WHAT THE TASK REQUIRES: Repeat the material verbatim and drop the pictures.

SUPPLIED MATERIAL:

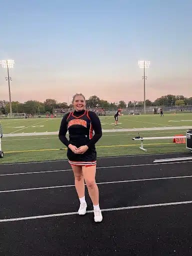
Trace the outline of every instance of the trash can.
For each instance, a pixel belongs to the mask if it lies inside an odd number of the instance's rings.
[[[186,131],[186,148],[192,150],[192,129]]]

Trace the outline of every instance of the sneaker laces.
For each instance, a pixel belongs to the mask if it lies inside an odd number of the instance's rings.
[[[84,209],[86,207],[86,202],[81,202],[80,204],[80,209]]]
[[[94,215],[96,216],[100,216],[102,214],[100,210],[94,210]]]

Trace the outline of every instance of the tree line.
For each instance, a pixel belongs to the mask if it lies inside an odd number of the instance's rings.
[[[162,96],[156,99],[154,102],[146,100],[146,106],[162,106],[192,105],[192,97],[185,98],[182,95],[168,94]],[[104,108],[114,109],[116,108],[124,108],[134,106],[144,106],[144,102],[130,101],[126,103],[124,100],[118,102],[108,102],[107,100],[100,100],[98,96],[93,96],[86,100],[88,108]],[[72,107],[72,104],[69,105],[66,102],[58,102],[55,100],[46,99],[44,102],[37,100],[28,100],[24,103],[18,101],[12,102],[12,111],[13,113],[28,113],[29,114],[38,114],[52,113],[54,109],[66,109]],[[0,114],[7,114],[10,112],[10,104],[6,100],[0,100]]]

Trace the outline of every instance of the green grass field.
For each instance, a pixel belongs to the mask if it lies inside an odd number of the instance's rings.
[[[134,128],[153,128],[152,130],[140,132],[140,136],[173,136],[185,134],[186,128],[176,130],[174,127],[192,126],[192,114],[167,114],[160,118],[159,115],[122,116],[119,118],[119,125],[114,126],[112,116],[100,118],[104,130],[103,136],[96,144],[98,156],[122,156],[162,152],[188,152],[184,144],[176,144],[172,140],[146,140],[144,143],[148,152],[144,152],[138,148],[138,142],[132,138],[138,132],[124,130]],[[34,118],[2,120],[1,120],[4,134],[16,135],[4,136],[2,150],[4,152],[0,162],[40,161],[66,158],[66,147],[59,140],[57,135],[48,134],[49,132],[58,132],[61,118]],[[157,130],[155,128],[173,127],[171,130]],[[121,132],[113,132],[116,128]],[[111,130],[112,132],[105,132]],[[20,134],[46,132],[47,135],[21,136]],[[60,150],[60,148],[65,148]]]

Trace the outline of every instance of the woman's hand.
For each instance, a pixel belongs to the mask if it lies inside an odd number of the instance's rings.
[[[72,144],[70,144],[68,146],[68,148],[70,148],[70,150],[75,154],[80,154],[78,152],[78,148],[76,148],[76,146],[74,146],[74,145],[72,145]]]
[[[79,154],[83,154],[88,150],[88,148],[86,145],[81,146],[78,148],[78,152]]]

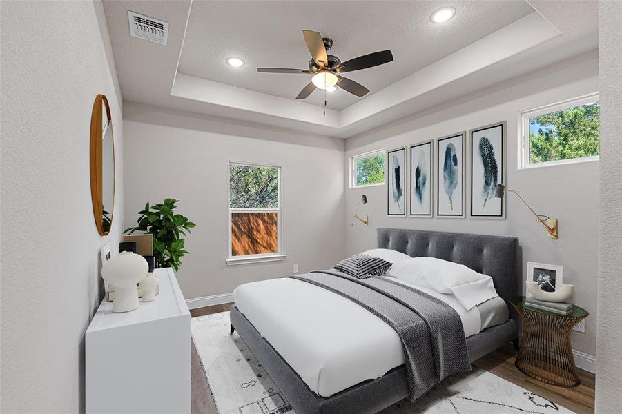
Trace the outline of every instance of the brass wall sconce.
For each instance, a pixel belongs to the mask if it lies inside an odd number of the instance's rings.
[[[553,240],[556,240],[559,239],[559,235],[557,234],[557,219],[550,217],[549,216],[543,215],[541,214],[538,214],[534,209],[529,207],[529,205],[527,204],[527,201],[521,197],[521,195],[518,194],[518,192],[516,190],[510,190],[509,188],[506,188],[505,186],[503,184],[497,184],[497,186],[495,188],[494,190],[494,196],[497,198],[503,198],[503,196],[508,191],[511,191],[516,195],[516,196],[521,199],[521,201],[527,206],[527,208],[529,209],[529,210],[534,213],[534,215],[538,219],[538,221],[541,223],[544,228],[546,229],[547,232],[549,233],[549,237],[551,237]]]
[[[362,219],[360,217],[358,217],[358,214],[356,214],[358,213],[358,208],[359,208],[359,206],[360,206],[361,203],[362,203],[363,204],[367,204],[367,196],[365,195],[365,194],[361,196],[360,199],[358,201],[358,204],[356,205],[356,209],[354,210],[354,215],[352,217],[352,221],[350,221],[350,226],[354,226],[354,219],[356,219],[357,220],[358,220],[359,221],[360,221],[365,226],[367,226],[367,224],[369,224],[369,219],[367,218],[367,215],[365,215],[365,218]]]

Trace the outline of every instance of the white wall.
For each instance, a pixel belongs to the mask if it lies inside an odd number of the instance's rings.
[[[601,103],[596,412],[621,413],[622,373],[622,3],[599,5]]]
[[[563,265],[564,282],[576,286],[571,300],[590,313],[585,324],[586,333],[574,333],[573,346],[594,355],[599,163],[523,170],[518,170],[517,165],[521,111],[596,90],[598,62],[592,53],[483,90],[470,97],[470,100],[464,99],[457,106],[438,108],[427,115],[413,116],[400,123],[351,138],[347,143],[344,161],[347,166],[350,157],[367,151],[391,150],[507,121],[507,184],[509,188],[519,190],[536,210],[559,219],[559,240],[549,239],[532,213],[514,195],[509,195],[507,199],[506,220],[396,218],[386,216],[386,188],[382,186],[346,190],[346,220],[351,219],[354,206],[363,193],[367,195],[369,203],[362,206],[359,214],[369,214],[370,220],[369,227],[360,224],[353,227],[346,224],[346,253],[353,254],[374,246],[378,227],[518,237],[522,247],[523,274],[526,273],[528,261]],[[349,173],[347,170],[347,175]]]
[[[84,333],[99,303],[99,247],[123,210],[123,123],[101,4],[3,1],[2,413],[84,411]],[[115,79],[113,81],[113,79]],[[95,228],[91,108],[112,109],[117,199]]]
[[[331,267],[343,256],[343,141],[126,103],[124,227],[146,201],[181,200],[197,224],[177,273],[186,299]],[[228,161],[282,166],[284,262],[228,266]]]

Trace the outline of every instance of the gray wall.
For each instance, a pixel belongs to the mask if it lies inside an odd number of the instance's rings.
[[[598,255],[599,163],[597,161],[517,170],[521,112],[598,90],[598,62],[594,54],[483,90],[457,106],[438,108],[427,115],[348,139],[349,157],[378,148],[391,150],[420,141],[507,121],[507,183],[538,212],[559,219],[560,239],[550,239],[532,213],[514,195],[507,199],[506,220],[396,218],[386,216],[385,186],[346,190],[346,223],[356,203],[366,194],[369,203],[360,214],[369,214],[364,227],[345,224],[346,253],[373,247],[378,227],[420,228],[515,236],[522,246],[523,274],[527,262],[564,266],[564,282],[576,285],[570,300],[590,313],[585,334],[573,333],[576,350],[594,355],[596,346],[596,266]],[[347,170],[346,174],[349,174]],[[347,183],[346,186],[347,186]],[[467,191],[468,194],[468,190]],[[523,286],[524,288],[524,286]]]
[[[601,175],[596,412],[622,412],[622,3],[599,6]]]
[[[182,200],[197,224],[177,273],[186,299],[331,267],[343,256],[343,141],[126,103],[124,226],[145,202]],[[284,262],[228,266],[228,162],[282,166]]]
[[[99,304],[99,248],[116,246],[121,233],[121,97],[101,3],[1,7],[0,411],[77,413],[84,331]],[[115,216],[106,237],[95,228],[89,179],[98,93],[108,96],[117,144]]]

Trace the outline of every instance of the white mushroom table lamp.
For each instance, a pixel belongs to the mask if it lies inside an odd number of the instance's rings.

SOLUTION TO THIS TASK:
Trace the outline of every instance of the trash can.
For each instance, a pixel belongs to the mask if it lies inside an odd number of the instance's rings.
[[[186,131],[186,148],[192,150],[192,129]]]

Trace the outline of every instance of the sneaker laces.
For each instance, a pixel belongs to the mask if it lies inside an odd number of the instance's rings.
[[[84,209],[86,207],[86,202],[81,202],[80,204],[80,209]]]
[[[94,215],[96,216],[100,216],[102,214],[100,210],[94,210]]]

Trace the outline of every instance of the tree line.
For each instance, a pixel belongs to the mask if it lies inside an odd number of the instance's rings.
[[[162,96],[156,99],[154,102],[146,100],[146,106],[162,106],[192,105],[192,97],[185,98],[182,95],[168,94]],[[104,108],[114,109],[116,108],[124,108],[134,106],[144,106],[144,102],[130,101],[126,103],[124,100],[118,102],[108,102],[107,100],[100,100],[98,96],[93,96],[86,100],[88,108]],[[72,107],[72,104],[69,105],[66,102],[58,102],[55,100],[46,99],[44,102],[37,100],[28,100],[24,103],[18,101],[12,102],[12,111],[13,113],[28,113],[29,114],[38,114],[52,113],[54,109],[66,109]],[[0,114],[7,114],[10,112],[10,104],[6,100],[0,100]]]

Trace the outline of every instance of the green grass field.
For each instance, a pixel belongs to the mask if it lies inside an odd number of the instance's rings.
[[[134,128],[153,128],[152,130],[140,132],[140,136],[173,136],[185,134],[186,128],[176,130],[174,127],[192,126],[192,114],[167,114],[160,118],[159,115],[122,116],[119,118],[119,125],[114,126],[112,116],[100,118],[104,130],[103,136],[96,144],[98,156],[122,156],[162,152],[188,152],[184,144],[176,144],[172,140],[146,140],[144,143],[148,152],[144,152],[138,148],[138,142],[132,138],[138,132],[124,130]],[[34,118],[2,120],[1,120],[4,134],[16,135],[4,136],[2,150],[4,152],[0,162],[40,161],[66,158],[66,147],[59,140],[57,135],[48,134],[49,132],[58,132],[61,118]],[[157,130],[155,128],[173,127],[171,130]],[[121,132],[113,132],[116,128]],[[111,130],[112,132],[105,132]],[[20,134],[46,132],[47,135],[21,136]],[[60,150],[60,148],[65,148]]]

Trace the outline of every instance of the woman's hand.
For each instance, a pixel belongs to the mask if it lies inside an odd number of the instance's rings.
[[[72,144],[70,144],[68,146],[68,148],[70,148],[70,150],[75,154],[80,154],[78,152],[78,148],[76,148],[76,146],[74,146],[74,145],[72,145]]]
[[[79,154],[83,154],[88,150],[88,148],[86,145],[81,146],[78,148],[78,152]]]

Trace the outline of every instance of the brass wall sconce.
For each instance, a pixel belongs to the mask if it lies inside an odd number of the instance's rings.
[[[553,240],[556,240],[559,239],[559,235],[557,234],[557,219],[550,217],[549,216],[543,215],[541,214],[538,214],[534,209],[529,207],[529,205],[527,204],[527,201],[521,197],[521,195],[518,194],[518,192],[516,190],[510,190],[509,188],[506,188],[505,186],[503,184],[497,184],[497,186],[495,188],[494,190],[494,196],[497,198],[503,198],[503,196],[508,191],[511,191],[516,195],[516,196],[521,199],[521,201],[527,206],[527,208],[529,209],[529,210],[534,213],[534,215],[538,219],[538,221],[541,223],[544,228],[546,229],[547,232],[549,233],[549,237],[551,237]]]
[[[362,219],[360,217],[358,217],[358,214],[356,214],[358,213],[358,208],[359,208],[359,206],[360,206],[361,203],[362,203],[363,204],[367,204],[367,196],[365,195],[365,194],[361,196],[360,199],[358,201],[358,204],[356,205],[356,209],[354,210],[354,215],[352,217],[352,221],[350,221],[350,226],[354,226],[354,219],[356,219],[357,220],[358,220],[359,221],[360,221],[365,226],[367,226],[367,224],[369,224],[369,219],[367,218],[367,215],[365,215],[365,218]]]

Trace the outline of every instance of the white wall.
For each instance, a pixel belongs to the mask if it lies inside an odd number of the instance's rings.
[[[601,103],[596,412],[621,413],[622,373],[622,3],[599,5]]]
[[[563,265],[564,282],[576,286],[571,300],[590,313],[585,324],[586,333],[574,333],[573,346],[594,355],[599,163],[523,170],[518,170],[517,165],[521,111],[596,90],[598,62],[592,53],[483,90],[470,97],[470,100],[464,99],[457,106],[438,108],[427,115],[413,116],[400,123],[351,138],[347,143],[344,161],[347,166],[350,157],[367,151],[391,150],[507,121],[507,184],[509,188],[519,190],[536,210],[559,219],[559,240],[549,239],[532,213],[514,195],[509,195],[507,199],[506,220],[396,218],[386,216],[386,188],[382,186],[346,190],[346,220],[351,219],[354,206],[363,193],[367,195],[369,203],[362,206],[359,214],[369,214],[370,220],[369,227],[360,224],[353,227],[346,224],[346,253],[353,254],[374,246],[378,227],[518,237],[522,247],[523,274],[526,273],[528,261]],[[349,173],[347,170],[347,175]]]
[[[84,333],[99,303],[99,247],[123,210],[123,123],[101,4],[3,1],[2,413],[84,411]],[[115,79],[113,81],[113,79]],[[95,228],[91,108],[112,109],[117,199]]]
[[[331,267],[343,256],[343,141],[126,103],[124,227],[146,201],[181,200],[197,224],[177,273],[186,299]],[[228,161],[282,166],[284,262],[228,266]]]

Trace the outline of every instance of the gray wall.
For each instance, a pixel belongs to the mask if it lies inside an odd number of the instance's rings.
[[[598,255],[599,163],[597,161],[517,170],[521,112],[598,90],[598,62],[594,54],[483,90],[457,106],[438,108],[427,115],[348,139],[349,157],[378,148],[391,150],[420,141],[507,121],[507,183],[538,212],[559,219],[560,239],[550,239],[532,213],[514,195],[507,199],[506,220],[396,218],[386,216],[385,186],[346,190],[346,223],[356,203],[366,194],[369,203],[360,214],[369,214],[364,227],[345,224],[346,253],[373,247],[378,227],[420,228],[515,236],[522,246],[523,274],[527,262],[564,266],[564,282],[576,285],[570,300],[590,313],[585,334],[573,333],[576,350],[594,355],[596,346],[596,266]],[[347,170],[346,174],[349,174]],[[347,183],[346,186],[347,186]],[[467,191],[468,194],[468,190]],[[523,286],[524,288],[524,286]]]
[[[601,175],[596,412],[622,412],[622,3],[599,6]]]
[[[182,200],[197,224],[177,273],[186,299],[331,267],[343,256],[343,141],[126,103],[124,226],[145,202]],[[284,262],[228,266],[228,162],[282,166]]]
[[[99,304],[99,248],[116,246],[121,233],[121,97],[101,3],[1,7],[0,411],[77,413],[84,331]],[[115,216],[106,237],[95,228],[89,179],[98,93],[108,96],[117,144]]]

Trace the outline of every instance of the white mushroom table lamp.
For each instance, a pixel belongs to the mask if it lies inside an odd number of the instance's rings.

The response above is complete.